**WHAT YOU HAVE TO DO**.
Return every line of the items below that contains the string "positive", matching case exactly.

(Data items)
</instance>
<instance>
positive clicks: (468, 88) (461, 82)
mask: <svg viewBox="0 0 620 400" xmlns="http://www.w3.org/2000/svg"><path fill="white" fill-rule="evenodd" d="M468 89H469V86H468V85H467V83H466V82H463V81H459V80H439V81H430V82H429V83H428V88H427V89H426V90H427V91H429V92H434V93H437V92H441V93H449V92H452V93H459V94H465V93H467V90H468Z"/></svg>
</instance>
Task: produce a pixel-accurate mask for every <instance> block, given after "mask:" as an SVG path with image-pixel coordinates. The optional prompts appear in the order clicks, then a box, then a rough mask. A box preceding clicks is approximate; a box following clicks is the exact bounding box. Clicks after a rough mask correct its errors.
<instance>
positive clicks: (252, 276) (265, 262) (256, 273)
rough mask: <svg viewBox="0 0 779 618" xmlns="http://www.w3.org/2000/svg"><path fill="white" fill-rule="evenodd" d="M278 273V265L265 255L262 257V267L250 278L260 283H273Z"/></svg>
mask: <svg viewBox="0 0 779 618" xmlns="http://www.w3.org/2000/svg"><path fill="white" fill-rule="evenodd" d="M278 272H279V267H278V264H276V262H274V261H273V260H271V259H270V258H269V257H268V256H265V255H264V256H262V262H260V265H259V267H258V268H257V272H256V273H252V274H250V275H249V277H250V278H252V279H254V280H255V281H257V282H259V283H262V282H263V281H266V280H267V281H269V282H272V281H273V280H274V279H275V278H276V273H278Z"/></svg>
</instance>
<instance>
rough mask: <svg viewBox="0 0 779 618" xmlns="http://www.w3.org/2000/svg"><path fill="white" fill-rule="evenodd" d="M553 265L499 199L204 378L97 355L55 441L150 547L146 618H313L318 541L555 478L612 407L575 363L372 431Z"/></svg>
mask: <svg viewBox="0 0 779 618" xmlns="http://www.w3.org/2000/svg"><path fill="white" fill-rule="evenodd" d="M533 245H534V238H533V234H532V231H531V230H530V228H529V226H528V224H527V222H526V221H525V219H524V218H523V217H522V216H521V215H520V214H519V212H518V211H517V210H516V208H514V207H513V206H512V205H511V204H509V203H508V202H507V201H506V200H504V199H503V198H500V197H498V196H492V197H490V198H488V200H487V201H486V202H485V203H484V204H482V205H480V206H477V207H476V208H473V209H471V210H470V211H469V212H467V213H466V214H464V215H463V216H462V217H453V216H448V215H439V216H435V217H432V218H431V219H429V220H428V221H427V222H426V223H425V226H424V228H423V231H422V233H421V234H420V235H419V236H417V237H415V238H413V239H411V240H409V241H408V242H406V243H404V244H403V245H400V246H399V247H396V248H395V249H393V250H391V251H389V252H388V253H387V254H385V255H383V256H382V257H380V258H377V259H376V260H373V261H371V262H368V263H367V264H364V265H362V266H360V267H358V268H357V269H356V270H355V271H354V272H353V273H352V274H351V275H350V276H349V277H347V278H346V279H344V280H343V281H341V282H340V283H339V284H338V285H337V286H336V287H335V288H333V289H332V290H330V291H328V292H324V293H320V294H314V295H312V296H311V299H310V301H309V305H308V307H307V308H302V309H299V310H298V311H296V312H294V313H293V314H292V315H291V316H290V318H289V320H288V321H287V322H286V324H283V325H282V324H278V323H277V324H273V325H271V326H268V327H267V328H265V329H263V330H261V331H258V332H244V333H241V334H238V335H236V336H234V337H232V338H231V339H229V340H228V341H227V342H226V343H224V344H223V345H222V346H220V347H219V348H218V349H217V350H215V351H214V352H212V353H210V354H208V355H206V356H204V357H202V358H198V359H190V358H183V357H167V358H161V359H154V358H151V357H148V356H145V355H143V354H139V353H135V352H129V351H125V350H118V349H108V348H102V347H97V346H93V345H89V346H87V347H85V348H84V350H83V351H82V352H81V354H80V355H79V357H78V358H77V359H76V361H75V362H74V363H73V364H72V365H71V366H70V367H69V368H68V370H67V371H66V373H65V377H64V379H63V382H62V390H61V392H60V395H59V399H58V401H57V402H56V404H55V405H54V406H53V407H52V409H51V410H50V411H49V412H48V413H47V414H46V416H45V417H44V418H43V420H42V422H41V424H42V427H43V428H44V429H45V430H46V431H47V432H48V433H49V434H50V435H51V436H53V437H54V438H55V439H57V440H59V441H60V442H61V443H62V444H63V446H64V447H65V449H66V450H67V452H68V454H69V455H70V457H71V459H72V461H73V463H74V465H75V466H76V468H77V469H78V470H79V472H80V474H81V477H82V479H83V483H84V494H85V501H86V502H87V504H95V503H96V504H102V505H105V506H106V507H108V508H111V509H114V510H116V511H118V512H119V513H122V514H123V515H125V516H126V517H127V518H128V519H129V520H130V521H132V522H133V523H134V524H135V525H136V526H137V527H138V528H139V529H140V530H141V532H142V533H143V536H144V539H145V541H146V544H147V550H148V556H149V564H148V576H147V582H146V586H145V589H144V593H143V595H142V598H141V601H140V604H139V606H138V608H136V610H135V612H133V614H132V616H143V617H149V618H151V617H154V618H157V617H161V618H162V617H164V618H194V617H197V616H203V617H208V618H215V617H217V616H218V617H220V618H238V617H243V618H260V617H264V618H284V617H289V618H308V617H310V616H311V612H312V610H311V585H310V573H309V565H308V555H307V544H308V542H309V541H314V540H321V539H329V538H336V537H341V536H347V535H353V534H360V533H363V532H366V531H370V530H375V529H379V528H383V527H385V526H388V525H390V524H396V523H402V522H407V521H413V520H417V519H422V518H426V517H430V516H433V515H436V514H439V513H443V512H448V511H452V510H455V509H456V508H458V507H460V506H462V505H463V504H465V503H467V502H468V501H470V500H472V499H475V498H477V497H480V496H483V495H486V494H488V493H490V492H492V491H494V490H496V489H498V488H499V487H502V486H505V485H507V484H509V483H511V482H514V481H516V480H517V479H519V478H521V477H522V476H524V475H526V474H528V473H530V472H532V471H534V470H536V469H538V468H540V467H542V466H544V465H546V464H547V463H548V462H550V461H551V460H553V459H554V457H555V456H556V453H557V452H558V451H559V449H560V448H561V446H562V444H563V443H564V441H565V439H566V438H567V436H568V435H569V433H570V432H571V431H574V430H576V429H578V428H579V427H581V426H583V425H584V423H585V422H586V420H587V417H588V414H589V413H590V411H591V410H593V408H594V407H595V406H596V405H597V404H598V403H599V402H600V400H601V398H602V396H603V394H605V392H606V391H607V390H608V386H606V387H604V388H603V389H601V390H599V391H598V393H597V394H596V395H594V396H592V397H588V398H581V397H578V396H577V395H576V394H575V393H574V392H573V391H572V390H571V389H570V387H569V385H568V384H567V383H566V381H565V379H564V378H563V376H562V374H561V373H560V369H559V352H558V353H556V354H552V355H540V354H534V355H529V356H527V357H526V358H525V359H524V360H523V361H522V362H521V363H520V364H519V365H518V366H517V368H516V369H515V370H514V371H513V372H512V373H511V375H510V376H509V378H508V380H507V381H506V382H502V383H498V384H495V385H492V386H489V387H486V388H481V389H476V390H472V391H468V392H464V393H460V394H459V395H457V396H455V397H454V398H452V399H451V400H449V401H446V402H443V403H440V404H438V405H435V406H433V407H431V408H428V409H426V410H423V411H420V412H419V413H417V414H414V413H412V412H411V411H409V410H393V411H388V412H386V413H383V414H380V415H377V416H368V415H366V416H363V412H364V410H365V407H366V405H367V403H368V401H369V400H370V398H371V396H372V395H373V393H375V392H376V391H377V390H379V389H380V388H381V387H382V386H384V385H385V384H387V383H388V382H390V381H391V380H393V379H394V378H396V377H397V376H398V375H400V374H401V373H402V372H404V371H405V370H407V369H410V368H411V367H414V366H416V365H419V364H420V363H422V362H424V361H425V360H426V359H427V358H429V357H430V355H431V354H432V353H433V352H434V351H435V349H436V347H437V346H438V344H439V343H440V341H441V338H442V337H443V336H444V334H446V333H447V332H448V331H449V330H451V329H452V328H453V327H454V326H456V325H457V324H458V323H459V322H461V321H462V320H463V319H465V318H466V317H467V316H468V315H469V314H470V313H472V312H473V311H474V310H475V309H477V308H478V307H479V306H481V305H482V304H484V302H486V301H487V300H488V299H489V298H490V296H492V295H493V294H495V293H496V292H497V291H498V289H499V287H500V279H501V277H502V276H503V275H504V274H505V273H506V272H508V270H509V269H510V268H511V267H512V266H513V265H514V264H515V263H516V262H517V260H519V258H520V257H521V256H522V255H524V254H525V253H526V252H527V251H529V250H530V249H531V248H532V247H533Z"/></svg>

**RESPONSE AREA**.
positive clicks: (468, 88) (461, 82)
positive clicks: (252, 276) (265, 262) (256, 273)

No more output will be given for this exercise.